**WHAT YOU HAVE TO DO:**
From the records below, take each line where the string "handle" shows up and copy it.
---------- MATERIALS PROVIDED ----------
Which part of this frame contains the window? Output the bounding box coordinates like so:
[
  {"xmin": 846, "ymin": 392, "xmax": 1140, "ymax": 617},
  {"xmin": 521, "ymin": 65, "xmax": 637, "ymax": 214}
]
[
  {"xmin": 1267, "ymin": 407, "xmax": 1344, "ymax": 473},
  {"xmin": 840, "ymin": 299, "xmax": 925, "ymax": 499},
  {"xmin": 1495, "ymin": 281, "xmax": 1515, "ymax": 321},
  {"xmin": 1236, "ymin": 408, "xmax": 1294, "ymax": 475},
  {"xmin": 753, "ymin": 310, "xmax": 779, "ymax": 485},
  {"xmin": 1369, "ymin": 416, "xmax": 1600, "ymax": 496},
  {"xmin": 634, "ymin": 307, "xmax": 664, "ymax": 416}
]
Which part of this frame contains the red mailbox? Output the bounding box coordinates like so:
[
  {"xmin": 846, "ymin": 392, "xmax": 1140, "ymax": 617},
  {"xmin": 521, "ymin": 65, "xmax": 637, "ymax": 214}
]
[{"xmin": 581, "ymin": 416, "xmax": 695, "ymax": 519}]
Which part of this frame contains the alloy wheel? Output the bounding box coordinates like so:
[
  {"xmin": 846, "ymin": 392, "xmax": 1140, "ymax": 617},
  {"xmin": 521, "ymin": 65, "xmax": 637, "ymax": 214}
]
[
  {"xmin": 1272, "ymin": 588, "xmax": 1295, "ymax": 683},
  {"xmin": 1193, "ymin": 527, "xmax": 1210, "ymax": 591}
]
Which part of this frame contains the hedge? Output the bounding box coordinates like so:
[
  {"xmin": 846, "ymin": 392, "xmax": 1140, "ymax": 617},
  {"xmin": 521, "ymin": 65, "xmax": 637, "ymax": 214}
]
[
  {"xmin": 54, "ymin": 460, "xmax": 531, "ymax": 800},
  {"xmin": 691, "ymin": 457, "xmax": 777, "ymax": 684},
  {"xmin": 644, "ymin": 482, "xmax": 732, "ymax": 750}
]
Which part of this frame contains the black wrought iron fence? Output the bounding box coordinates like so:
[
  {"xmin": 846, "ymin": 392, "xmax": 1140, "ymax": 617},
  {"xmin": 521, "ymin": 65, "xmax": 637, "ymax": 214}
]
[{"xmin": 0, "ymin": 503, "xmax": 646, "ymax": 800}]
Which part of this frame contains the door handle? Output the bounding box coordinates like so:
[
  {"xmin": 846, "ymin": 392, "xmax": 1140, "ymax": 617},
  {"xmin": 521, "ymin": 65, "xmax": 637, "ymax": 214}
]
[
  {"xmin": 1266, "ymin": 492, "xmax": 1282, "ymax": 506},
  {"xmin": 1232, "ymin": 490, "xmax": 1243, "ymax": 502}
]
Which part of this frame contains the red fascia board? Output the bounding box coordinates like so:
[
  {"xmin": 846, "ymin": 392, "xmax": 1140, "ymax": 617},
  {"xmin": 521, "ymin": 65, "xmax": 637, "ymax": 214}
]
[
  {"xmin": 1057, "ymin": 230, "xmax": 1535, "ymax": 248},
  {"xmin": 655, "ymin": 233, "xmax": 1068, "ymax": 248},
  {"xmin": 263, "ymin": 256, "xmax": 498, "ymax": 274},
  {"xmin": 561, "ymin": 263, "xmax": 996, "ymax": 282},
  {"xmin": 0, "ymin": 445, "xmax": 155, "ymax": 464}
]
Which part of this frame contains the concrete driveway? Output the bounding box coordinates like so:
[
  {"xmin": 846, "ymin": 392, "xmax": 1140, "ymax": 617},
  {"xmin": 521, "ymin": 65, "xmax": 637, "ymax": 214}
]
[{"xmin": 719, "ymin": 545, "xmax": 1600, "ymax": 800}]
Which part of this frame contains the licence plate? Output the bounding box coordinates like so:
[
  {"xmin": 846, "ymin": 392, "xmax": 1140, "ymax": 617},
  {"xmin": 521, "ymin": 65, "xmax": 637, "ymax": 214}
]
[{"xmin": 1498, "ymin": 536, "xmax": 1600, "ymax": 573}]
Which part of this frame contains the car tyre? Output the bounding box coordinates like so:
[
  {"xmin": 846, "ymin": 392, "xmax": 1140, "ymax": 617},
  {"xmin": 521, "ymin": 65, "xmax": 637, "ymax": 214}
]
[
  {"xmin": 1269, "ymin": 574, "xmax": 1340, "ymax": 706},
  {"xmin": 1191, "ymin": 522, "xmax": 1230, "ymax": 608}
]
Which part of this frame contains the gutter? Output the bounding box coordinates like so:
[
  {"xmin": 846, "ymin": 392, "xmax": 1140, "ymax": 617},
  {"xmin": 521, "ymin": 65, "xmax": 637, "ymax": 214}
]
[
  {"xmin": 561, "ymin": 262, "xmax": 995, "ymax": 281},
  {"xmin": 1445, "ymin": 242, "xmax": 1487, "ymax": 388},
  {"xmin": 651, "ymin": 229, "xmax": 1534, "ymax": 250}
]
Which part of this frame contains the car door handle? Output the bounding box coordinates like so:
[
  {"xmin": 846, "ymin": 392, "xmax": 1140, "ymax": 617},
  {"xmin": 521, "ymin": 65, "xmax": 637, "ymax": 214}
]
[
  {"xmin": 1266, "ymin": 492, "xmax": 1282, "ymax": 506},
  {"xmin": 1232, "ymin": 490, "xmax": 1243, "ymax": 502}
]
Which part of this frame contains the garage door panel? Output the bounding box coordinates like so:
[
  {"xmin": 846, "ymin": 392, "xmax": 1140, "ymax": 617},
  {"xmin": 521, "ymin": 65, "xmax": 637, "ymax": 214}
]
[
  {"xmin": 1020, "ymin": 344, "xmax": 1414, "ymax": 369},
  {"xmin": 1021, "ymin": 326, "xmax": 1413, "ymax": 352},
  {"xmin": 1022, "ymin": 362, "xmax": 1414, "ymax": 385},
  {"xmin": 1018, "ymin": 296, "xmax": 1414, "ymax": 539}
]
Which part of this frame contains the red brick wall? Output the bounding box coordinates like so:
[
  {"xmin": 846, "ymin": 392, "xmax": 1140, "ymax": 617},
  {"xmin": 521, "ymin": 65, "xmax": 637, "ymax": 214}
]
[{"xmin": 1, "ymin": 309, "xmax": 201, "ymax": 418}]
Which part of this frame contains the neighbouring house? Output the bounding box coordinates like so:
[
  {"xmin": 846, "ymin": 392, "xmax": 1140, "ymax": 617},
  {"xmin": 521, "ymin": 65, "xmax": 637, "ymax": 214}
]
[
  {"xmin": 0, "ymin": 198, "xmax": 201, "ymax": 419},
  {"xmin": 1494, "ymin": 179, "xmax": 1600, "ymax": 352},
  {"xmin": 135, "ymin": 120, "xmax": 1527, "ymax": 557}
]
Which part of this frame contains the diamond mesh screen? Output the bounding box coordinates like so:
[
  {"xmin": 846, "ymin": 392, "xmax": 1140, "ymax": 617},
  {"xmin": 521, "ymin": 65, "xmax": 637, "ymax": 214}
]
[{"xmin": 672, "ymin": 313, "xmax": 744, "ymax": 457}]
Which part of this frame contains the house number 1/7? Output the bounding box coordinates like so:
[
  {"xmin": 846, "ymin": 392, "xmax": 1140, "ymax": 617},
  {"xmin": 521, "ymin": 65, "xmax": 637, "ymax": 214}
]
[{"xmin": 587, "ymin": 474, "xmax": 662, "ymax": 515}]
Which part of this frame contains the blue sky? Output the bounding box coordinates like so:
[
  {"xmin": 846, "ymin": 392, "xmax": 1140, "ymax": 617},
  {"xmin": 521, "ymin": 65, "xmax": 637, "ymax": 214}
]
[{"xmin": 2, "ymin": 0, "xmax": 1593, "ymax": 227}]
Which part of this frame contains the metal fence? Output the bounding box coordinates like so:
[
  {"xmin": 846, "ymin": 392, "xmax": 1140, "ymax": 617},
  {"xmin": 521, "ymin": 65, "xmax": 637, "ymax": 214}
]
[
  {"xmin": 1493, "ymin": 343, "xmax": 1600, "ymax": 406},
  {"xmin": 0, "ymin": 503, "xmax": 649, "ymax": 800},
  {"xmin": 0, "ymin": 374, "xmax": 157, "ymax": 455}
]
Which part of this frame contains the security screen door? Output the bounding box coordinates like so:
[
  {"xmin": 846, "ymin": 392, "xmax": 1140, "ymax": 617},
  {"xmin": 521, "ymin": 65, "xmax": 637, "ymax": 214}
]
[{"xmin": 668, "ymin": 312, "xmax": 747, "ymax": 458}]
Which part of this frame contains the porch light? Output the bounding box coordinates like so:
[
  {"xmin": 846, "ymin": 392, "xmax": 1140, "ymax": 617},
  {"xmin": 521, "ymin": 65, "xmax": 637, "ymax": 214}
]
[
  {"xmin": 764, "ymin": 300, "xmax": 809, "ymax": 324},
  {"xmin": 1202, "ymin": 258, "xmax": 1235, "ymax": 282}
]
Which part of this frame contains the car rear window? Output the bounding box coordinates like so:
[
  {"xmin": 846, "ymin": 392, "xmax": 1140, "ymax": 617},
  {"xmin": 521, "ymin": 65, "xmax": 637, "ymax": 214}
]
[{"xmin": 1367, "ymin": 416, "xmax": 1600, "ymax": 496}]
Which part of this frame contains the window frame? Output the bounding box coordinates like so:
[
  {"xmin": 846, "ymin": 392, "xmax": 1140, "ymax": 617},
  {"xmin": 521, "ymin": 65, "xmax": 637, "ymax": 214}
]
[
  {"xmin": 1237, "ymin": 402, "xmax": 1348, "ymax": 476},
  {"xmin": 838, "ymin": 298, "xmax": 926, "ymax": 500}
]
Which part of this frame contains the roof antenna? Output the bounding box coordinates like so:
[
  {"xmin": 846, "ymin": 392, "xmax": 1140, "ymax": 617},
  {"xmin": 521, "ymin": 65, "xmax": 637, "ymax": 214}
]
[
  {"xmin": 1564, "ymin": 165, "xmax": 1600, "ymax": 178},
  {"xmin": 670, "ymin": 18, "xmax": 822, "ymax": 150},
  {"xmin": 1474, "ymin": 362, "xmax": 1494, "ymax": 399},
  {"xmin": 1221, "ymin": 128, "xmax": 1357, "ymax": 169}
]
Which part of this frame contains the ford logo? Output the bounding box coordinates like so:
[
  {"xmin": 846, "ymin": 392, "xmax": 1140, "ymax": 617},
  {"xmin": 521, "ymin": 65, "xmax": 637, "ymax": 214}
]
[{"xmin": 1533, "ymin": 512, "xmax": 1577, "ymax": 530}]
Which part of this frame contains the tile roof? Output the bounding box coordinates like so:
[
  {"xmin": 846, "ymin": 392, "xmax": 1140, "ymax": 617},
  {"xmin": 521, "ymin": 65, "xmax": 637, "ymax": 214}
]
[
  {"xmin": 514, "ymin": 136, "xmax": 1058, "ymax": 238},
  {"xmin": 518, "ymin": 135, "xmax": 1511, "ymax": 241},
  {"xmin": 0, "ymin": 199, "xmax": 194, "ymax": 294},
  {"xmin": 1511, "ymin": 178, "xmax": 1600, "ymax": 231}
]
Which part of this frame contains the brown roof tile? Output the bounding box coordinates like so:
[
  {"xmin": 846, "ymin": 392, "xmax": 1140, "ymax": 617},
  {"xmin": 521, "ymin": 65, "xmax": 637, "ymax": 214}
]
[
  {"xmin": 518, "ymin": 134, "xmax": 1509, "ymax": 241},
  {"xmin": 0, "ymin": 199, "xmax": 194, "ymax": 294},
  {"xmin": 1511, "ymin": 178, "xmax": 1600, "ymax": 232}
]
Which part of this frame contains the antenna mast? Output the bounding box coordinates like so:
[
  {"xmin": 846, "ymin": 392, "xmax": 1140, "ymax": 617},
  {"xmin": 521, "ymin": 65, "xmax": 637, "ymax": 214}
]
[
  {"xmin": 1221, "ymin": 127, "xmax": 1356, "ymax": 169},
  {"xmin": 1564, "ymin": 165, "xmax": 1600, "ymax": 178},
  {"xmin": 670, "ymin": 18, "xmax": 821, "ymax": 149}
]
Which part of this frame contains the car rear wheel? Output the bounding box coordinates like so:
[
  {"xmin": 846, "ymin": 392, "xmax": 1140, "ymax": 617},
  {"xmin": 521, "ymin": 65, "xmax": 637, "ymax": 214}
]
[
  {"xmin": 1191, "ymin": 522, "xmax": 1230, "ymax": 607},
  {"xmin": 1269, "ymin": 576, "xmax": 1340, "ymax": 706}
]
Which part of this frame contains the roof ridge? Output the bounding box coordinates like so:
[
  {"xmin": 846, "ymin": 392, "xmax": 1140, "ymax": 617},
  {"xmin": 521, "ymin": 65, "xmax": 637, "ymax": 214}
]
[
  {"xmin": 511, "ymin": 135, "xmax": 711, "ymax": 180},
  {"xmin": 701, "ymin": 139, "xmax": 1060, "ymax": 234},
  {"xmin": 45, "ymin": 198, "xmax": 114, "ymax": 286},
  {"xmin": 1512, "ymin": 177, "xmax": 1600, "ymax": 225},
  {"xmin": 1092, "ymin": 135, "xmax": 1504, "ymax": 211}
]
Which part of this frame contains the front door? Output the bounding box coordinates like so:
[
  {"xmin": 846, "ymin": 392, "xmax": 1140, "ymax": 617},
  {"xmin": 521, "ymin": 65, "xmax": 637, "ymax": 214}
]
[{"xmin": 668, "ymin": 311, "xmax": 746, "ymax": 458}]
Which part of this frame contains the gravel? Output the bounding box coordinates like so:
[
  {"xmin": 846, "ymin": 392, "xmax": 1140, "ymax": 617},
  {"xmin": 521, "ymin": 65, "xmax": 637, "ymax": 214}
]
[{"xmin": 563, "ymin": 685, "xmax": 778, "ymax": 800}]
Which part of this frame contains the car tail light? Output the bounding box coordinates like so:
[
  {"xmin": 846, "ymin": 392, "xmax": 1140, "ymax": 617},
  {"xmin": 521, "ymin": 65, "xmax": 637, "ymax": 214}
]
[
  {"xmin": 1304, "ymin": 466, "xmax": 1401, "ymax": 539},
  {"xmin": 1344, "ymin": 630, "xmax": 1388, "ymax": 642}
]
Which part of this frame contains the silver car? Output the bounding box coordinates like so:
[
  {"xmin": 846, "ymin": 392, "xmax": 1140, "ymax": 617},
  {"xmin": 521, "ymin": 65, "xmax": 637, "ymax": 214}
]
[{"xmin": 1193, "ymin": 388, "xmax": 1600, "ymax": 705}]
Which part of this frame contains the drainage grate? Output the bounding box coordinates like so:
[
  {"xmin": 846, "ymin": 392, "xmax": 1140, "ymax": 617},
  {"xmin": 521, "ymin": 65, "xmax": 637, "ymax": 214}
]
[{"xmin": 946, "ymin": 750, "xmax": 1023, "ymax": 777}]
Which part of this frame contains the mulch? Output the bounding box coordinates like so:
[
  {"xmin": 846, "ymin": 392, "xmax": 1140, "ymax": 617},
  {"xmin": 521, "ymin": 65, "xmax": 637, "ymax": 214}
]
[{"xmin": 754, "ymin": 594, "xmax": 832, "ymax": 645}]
----------
**RESPONSE BELOW:**
Which part of this frame contains the door handle? Output the bounding box coordinates like so:
Which part of this frame contains the car door handle? Output the bounding box coordinates like so:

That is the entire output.